#### Text for analysis ####

On July 8, HHS released the Notice of Proposed Rulemaking on HIPAA Privacy, Security, and Enforcement. It will be published in the Federal Register on July 14.
What are the key points of these proposed HITECH HIPAA Modifications?
1. The rule updates the definition of Business Associates to include health information organizations, eRx gateways or other entities that provide protected health information transmission services to a covered entity and require access on a routine basis to such information. It also includes any Personal Health Record vendor acting on behalf of a covered entity. Note that Google and Microsoft act on behalf of the patient, not the covered entity, so this proposed rule does not change the status of Google Health or Microsoft HealthVault as they are currently structured. Finally, the rule also includes any subcontractor that creates, receives, maintains, or transmits protected health information on behalf of a Business Associate.
2. It stipulates that Business Associates must comply with all requirements of the HIPAA Security Rule. They may use or disclose protected health information as permitted by a business associate agreement or required by law. They may not use or disclose information in violation of the HIPAA Privacy Rule. They must provide electronic access to data to the covered entity, individual, or individual’s designee.
3. Business associates must enter into formal business associate agreements with subcontractors (subBAs). They must take corrective action if they learn of subBA noncompliance. They are liable for violations by subBAs (assuming that subBAs are acting within the scope of their agreement)
4. Covered entities and their business associates must obtain authorization for the sale of protected health information (even if use/disclosure is otherwise permissible), except:
Public health, treatment, payment, sale of Covered Entity/Business Associate activities on behalf of the Covered Entity, to an individual, required by law, or if remuneration is reasonable, cost-based fee to cover the cost of preparation/transmittal (includes research).
5. Covered Entities and their Business Associates must provide access in the electronic form and format requested if readily producible, otherwise in a readable electronic form and format as agreed to by the Covered Entity and individual (such as a PDF). They must provide an electronic copy to designee, if the request is in writing and clearly identifies designee and where to send the copy. They may charge for labor and media (if the copy is provided on physical media).

####

• Work order A:
According to the summary of the proposed HIPAA modifications, on what date will the notice be published in the Federal Register?
• Work order B:
Copy out the summary of the proposed HIPAA modifications from "3. Business associates" to "preparation/transmittal (includes research).", switching "corrective action" out for "remedial action".
• Work order C:
Resume the summary of the proposed HIPAA modifications, picking up after its final point.

#### Dataset entries ####

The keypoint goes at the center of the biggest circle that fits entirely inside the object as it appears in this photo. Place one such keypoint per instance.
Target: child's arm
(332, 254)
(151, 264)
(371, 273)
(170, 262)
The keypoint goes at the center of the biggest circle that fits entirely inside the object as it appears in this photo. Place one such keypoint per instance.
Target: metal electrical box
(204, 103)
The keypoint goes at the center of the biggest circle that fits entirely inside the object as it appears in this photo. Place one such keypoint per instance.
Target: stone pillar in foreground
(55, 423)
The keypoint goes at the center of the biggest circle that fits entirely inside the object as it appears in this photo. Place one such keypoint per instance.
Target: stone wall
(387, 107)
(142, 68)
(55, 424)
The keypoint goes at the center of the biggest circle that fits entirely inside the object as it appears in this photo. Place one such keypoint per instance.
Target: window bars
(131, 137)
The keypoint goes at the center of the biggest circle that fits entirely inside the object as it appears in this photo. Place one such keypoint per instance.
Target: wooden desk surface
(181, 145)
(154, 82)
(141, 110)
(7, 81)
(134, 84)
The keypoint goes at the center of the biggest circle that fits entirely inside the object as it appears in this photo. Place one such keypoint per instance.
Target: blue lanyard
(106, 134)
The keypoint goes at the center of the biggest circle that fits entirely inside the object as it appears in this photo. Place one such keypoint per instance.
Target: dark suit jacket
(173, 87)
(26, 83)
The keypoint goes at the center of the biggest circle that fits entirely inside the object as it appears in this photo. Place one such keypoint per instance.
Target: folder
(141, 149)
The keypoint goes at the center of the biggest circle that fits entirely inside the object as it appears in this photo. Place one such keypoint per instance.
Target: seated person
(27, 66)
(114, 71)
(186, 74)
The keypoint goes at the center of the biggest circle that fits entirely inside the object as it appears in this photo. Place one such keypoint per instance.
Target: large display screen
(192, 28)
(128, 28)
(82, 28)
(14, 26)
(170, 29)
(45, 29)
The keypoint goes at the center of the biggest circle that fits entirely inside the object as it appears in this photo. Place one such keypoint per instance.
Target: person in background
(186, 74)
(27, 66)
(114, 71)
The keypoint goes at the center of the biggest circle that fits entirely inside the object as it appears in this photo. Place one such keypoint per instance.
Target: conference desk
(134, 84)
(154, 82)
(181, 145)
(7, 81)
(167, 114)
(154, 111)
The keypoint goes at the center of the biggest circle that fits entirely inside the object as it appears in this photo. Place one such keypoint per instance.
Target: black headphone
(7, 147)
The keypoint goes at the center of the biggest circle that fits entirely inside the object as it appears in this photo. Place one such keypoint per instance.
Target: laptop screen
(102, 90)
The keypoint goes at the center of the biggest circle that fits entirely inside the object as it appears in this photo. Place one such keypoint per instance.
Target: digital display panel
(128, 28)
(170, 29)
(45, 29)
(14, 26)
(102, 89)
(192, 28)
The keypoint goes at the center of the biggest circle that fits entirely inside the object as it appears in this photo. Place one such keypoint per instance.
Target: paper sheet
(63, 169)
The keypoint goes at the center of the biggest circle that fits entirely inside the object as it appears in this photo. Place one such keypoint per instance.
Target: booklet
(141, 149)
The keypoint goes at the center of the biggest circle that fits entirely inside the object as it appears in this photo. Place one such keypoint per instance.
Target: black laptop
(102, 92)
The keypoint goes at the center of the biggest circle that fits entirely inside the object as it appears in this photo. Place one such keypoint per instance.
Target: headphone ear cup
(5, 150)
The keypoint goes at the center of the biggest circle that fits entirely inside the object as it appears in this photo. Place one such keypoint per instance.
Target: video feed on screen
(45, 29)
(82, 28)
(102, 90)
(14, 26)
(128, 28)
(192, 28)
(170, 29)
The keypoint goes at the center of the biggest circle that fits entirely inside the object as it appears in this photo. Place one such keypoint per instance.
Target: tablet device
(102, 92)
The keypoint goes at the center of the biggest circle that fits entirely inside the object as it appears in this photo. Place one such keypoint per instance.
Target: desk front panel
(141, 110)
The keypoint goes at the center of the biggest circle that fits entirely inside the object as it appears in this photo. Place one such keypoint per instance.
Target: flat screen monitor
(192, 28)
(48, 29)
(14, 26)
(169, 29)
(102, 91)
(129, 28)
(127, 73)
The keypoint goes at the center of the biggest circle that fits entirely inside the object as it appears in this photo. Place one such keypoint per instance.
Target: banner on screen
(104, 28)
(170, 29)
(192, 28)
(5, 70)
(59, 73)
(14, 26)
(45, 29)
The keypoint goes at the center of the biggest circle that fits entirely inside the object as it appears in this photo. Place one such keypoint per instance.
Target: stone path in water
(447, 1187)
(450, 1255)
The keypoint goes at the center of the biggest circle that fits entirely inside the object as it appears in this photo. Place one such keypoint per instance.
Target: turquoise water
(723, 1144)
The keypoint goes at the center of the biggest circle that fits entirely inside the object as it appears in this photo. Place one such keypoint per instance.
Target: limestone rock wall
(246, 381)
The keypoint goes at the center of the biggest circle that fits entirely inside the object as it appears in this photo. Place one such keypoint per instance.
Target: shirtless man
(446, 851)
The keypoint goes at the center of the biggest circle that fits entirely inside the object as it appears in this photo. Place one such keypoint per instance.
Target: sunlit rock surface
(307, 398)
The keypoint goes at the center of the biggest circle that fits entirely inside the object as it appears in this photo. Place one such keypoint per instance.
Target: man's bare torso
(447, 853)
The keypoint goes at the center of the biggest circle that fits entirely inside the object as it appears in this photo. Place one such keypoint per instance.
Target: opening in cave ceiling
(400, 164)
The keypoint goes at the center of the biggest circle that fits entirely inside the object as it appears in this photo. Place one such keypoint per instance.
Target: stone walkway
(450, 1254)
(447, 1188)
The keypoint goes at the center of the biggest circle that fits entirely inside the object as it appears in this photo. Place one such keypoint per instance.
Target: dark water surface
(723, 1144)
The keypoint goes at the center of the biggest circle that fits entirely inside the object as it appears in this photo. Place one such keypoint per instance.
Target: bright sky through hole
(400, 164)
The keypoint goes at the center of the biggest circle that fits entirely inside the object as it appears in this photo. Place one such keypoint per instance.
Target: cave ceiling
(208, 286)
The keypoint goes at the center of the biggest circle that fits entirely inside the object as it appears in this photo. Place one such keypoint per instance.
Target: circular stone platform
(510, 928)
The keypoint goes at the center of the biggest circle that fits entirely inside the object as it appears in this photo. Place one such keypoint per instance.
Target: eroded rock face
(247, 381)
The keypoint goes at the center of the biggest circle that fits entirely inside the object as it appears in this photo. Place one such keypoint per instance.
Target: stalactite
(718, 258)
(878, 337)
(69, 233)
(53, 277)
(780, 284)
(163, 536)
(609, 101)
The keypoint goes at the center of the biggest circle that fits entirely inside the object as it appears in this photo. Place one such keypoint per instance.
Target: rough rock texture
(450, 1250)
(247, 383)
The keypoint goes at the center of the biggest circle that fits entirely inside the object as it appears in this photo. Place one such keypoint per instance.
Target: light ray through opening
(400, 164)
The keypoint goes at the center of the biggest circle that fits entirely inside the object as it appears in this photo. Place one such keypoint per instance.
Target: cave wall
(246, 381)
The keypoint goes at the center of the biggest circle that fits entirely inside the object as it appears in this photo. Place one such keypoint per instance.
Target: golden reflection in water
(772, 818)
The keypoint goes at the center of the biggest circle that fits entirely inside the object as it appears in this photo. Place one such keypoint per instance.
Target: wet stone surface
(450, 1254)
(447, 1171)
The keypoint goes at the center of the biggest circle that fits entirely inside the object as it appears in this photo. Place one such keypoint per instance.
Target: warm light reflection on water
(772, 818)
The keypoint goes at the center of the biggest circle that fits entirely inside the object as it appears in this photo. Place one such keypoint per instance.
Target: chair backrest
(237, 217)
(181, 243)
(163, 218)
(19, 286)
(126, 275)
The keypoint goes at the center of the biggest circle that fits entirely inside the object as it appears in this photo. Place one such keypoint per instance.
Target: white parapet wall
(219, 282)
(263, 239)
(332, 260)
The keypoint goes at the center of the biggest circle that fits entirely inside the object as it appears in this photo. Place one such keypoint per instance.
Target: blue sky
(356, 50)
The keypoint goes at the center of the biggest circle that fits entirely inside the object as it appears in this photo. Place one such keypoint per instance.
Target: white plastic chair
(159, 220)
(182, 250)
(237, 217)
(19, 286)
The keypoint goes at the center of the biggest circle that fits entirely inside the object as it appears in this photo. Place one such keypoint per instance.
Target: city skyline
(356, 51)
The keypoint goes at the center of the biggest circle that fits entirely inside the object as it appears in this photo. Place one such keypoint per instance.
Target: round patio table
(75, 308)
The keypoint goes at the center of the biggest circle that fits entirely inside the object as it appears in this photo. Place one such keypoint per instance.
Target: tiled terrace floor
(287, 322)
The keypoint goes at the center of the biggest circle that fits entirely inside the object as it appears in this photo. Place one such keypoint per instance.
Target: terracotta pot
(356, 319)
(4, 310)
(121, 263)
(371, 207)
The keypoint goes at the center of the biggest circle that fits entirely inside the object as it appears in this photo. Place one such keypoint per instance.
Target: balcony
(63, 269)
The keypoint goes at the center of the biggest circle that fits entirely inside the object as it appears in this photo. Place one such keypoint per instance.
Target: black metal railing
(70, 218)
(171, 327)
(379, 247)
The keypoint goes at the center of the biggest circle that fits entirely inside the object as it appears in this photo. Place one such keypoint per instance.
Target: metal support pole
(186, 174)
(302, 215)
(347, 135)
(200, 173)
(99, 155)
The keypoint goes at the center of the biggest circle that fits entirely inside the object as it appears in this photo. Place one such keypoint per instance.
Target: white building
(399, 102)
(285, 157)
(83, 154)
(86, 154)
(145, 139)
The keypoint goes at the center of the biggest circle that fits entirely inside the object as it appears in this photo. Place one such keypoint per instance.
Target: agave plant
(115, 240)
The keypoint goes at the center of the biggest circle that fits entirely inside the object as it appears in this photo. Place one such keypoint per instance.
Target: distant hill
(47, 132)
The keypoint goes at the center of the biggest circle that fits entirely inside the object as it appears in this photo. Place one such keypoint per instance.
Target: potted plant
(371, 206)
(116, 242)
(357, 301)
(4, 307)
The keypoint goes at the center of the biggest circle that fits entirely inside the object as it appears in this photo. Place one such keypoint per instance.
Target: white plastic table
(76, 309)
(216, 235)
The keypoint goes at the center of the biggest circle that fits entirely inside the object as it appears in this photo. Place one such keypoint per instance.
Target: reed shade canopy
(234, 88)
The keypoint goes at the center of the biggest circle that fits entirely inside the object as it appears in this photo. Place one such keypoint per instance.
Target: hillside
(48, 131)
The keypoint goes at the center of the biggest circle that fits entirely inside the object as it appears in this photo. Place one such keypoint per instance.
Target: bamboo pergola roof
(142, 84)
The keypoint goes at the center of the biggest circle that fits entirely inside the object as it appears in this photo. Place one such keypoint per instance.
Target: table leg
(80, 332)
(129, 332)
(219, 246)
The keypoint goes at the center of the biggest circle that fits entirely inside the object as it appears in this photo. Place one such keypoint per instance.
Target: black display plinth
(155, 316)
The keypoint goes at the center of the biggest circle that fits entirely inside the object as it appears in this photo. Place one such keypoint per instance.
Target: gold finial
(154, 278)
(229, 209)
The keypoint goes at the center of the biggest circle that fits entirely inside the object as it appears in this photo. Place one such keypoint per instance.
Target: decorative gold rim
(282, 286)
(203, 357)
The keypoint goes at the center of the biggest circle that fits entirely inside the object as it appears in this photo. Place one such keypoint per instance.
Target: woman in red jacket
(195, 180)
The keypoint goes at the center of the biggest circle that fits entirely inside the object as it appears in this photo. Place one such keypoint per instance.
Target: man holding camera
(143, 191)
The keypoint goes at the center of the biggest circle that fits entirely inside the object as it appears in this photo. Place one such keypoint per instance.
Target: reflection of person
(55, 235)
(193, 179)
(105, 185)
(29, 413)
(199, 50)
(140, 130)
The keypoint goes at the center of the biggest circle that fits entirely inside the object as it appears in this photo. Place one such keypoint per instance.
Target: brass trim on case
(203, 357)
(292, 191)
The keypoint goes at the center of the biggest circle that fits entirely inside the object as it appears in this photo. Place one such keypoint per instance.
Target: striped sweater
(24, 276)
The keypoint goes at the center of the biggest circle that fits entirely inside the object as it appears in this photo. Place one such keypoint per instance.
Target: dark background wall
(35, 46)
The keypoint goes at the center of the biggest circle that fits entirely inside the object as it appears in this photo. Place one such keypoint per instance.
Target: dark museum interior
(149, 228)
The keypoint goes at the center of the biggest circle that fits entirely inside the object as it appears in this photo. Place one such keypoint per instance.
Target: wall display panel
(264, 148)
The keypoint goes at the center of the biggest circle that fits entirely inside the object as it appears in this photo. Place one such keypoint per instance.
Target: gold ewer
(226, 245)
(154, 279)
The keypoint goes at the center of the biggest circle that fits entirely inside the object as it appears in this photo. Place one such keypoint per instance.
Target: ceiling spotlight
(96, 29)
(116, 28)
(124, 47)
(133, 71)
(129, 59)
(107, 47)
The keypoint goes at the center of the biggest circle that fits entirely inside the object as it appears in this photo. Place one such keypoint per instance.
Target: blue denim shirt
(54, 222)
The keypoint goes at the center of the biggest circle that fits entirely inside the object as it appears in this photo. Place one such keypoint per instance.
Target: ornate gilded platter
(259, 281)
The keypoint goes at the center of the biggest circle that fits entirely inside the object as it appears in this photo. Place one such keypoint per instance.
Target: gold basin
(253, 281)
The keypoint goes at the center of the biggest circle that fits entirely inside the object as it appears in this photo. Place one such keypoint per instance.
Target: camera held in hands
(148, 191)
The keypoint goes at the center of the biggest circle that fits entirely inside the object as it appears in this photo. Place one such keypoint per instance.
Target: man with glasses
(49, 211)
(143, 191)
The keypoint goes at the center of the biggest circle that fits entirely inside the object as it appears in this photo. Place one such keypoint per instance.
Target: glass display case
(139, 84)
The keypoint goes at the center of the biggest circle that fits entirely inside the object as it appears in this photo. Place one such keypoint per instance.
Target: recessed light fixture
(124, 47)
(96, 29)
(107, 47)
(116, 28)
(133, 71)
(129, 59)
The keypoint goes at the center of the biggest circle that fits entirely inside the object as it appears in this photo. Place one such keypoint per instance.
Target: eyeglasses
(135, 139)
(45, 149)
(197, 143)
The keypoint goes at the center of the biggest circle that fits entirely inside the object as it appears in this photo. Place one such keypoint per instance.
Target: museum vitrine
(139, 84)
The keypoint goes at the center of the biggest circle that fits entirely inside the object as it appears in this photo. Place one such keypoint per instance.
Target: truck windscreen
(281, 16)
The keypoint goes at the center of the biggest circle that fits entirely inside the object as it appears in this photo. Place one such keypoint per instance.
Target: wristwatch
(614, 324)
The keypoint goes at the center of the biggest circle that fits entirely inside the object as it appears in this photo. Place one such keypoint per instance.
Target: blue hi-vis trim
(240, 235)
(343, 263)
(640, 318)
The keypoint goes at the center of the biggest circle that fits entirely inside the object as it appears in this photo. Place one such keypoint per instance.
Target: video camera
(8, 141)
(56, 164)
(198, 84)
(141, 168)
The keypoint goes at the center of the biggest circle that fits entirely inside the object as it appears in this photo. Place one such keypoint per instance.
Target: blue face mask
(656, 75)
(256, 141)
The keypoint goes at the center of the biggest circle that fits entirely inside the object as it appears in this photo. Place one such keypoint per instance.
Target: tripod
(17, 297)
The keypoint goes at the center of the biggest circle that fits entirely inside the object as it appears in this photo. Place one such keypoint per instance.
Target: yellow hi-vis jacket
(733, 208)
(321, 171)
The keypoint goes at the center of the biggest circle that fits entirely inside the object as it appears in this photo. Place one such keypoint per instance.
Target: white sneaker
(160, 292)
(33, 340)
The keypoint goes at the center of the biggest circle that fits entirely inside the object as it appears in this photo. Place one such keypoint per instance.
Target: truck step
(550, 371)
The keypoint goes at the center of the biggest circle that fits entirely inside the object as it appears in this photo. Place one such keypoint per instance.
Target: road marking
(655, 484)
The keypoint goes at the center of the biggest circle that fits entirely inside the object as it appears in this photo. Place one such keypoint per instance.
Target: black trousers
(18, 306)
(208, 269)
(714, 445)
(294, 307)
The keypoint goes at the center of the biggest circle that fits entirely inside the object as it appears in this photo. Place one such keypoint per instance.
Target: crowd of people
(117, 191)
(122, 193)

####

• Final answer A:
July 14

• Final answer B:
3. Business associates must enter into formal business associate agreements with subcontractors (subBAs). They must take remedial action if they learn of subBA noncompliance. They are liable for violations by subBAs (assuming that subBAs are acting within the scope of their agreement)
4. Covered entities and their business associates must obtain authorization for the sale of protected health information (even if use/disclosure is otherwise permissible), except:
Public health, treatment, payment, sale of Covered Entity/Business Associate activities on behalf of the Covered Entity, to an individual, required by law, or if remuneration is reasonable, cost-based fee to cover the cost of preparation/transmittal (includes research).

• Final answer C:
6. Covered Entities and their Business Associates must agree to requests to restrict disclosures to health plans if such disclosure is not otherwise required by law and the protected healthcare information relates to services for which individual (or 3rd party other than health plan) has paid the Covered Entity in full.
7. Other areas of proposed rule include
Marketing - does not require authorization if the communication discloses the fact that the covered health care provider is receiving financial remuneration in exchange for making the communication and provides the individual with a clear and conspicuous opportunity to elect not to receive any further such communications.
Fundraising - strengths provisions for patients to opt out of fund raising activities.
Compound research authorizations - allows combining an authorization for the use or disclosure of protected health information for a research study with another authorization for the same research study, with an authorization for the creation or maintenance of a research database or repository, or with a consent to participate in research.
Student immunization records - allows oral agreement of parents to authorize release of immunization data to schools.
Deceased individuals - disclosure requires consent of decendent's personal representative for 50 years following the date of death.
All of these additions are very patient centric and seem reasonable. It will be interesting to see the comments on this NPRM over the next 60 days.
I may be reading this wrong, but it seems like the new definitions of Business Associate would mean this rule places (in some ways) stricter measures on SaaS EHR vendors than traditional ones, considering how many transactions occur "in the cloud" in the former.